Work to be completed
Print each of the entries exactly, leaving nothing out.
[[ Input open ]]
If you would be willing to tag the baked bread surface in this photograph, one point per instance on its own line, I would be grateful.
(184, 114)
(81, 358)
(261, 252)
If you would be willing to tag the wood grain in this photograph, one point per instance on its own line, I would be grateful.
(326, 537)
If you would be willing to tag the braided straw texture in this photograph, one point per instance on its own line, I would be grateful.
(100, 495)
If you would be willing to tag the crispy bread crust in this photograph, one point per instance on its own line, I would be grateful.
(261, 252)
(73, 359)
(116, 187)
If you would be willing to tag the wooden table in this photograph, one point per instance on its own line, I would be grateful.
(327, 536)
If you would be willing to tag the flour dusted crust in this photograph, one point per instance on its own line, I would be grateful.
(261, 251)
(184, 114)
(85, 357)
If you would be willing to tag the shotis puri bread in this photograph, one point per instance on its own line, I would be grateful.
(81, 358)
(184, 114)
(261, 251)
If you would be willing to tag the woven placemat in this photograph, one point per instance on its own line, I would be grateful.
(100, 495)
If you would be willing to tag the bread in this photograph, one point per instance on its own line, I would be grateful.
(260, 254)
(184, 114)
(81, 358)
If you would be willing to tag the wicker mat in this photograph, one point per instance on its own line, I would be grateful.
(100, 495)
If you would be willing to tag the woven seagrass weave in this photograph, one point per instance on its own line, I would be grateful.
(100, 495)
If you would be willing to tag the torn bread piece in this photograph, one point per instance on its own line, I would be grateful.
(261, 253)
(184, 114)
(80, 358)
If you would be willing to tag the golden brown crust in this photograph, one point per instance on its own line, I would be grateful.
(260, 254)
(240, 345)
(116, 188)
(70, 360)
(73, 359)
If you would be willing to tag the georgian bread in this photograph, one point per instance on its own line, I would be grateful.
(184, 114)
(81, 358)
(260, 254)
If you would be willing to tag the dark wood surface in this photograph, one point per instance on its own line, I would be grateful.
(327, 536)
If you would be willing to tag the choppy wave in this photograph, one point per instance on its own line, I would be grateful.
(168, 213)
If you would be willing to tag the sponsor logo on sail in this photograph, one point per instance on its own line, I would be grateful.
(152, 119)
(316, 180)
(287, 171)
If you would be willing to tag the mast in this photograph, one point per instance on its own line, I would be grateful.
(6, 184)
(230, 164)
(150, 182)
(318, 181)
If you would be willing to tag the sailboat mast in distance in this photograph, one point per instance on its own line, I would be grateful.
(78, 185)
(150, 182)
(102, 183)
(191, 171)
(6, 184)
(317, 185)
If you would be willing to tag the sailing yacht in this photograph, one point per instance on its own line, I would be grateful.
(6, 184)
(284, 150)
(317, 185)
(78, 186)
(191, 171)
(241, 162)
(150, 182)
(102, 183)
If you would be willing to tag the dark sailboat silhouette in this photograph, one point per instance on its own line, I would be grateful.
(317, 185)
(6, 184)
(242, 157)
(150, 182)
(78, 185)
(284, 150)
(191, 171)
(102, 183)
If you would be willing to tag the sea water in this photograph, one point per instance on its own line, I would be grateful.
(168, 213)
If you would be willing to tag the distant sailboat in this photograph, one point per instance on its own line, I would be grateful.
[[ Input closed ]]
Response to this exercise
If you would be willing to tag the baked bread surface in this photograph, one point per instance on its own line, I would be grateful.
(184, 114)
(81, 358)
(261, 252)
If you would be willing to tag the wood grain in this photograph, one point per instance on its own line, I would be grateful.
(326, 537)
If you would be willing to tag the braided straw texture in this photograph, one point per instance on its own line, I would be grateful.
(100, 495)
If you would be willing to tag the crispy bread crust in this photograph, one point per instance on its own line, I would be grateful.
(261, 252)
(73, 359)
(116, 187)
If you would be willing to tag the wooden table in this photograph, one point per instance on its own line, I would be grateful.
(327, 536)
If you would be willing to tag the flour dusted crust in this photograph, one point per instance on its own line, I would be grateful.
(261, 251)
(184, 114)
(85, 357)
If you would be willing to tag the shotis puri bread in this photograph, one point per instance on its own line, I would be grateful.
(81, 358)
(184, 114)
(261, 251)
If you would be willing to tag the woven placemat in this photograph, one point per instance on its own line, I would be grateful.
(100, 495)
If you would be willing to tag the bread in this photograph, one point per instance on its own line, I would be grateful.
(260, 254)
(184, 114)
(81, 358)
If you would be willing to tag the wicker mat in this photograph, one point per instance on its own line, I would be grateful.
(100, 495)
If you would be willing to tag the woven seagrass weave in this photograph, one point per instance on its own line, I would be grateful.
(100, 495)
If you would be willing to tag the torn bread piece in this photograph, one point per instance on its own line, I would be grateful.
(261, 253)
(184, 114)
(80, 358)
If you would be willing to tag the golden brown crust in this photograph, one point per instance on its own line, I would be grateful.
(260, 254)
(240, 345)
(116, 188)
(70, 360)
(73, 359)
If you would be willing to tag the georgian bread in this photograph, one point per instance on its own line, I would be grateful.
(184, 114)
(81, 358)
(260, 254)
If you would be willing to tag the dark wood surface in this photograph, one point per instance on its own line, I would be grateful.
(327, 536)
If you would be willing to tag the choppy wave in this photograph, one point per instance on its own line, I would be grateful.
(168, 213)
If you would be willing to tag the sponsor logo on sail in this photograph, one point per instance on its own line, I would be grateful.
(152, 119)
(316, 180)
(287, 171)
If you would be willing to tag the mast in this photograph, one point per instance on its own line, I would be grateful.
(6, 184)
(230, 164)
(150, 182)
(318, 181)
If you would be willing to tag the sailboat mast in distance in this photograph, one point per instance on its own line, I would be grateful.
(78, 185)
(150, 182)
(102, 183)
(191, 171)
(6, 184)
(317, 185)
If you would be willing to tag the sailing yacht in this photograph, one point per instance on its own line, I would be grateful.
(6, 184)
(284, 150)
(317, 185)
(78, 186)
(191, 171)
(241, 162)
(150, 182)
(102, 183)
If you would be willing to tag the dark sailboat silhouette in this photograph, one point per instance on its own line, I would be grateful.
(317, 185)
(6, 184)
(242, 157)
(150, 182)
(78, 185)
(284, 150)
(191, 171)
(102, 183)
If you would be willing to tag the sea water in this photograph, one point per instance on its own line, I would be grateful.
(168, 213)
If you would be willing to tag the distant sailboat in this photograph, one point per instance on its own line, I would be grateful.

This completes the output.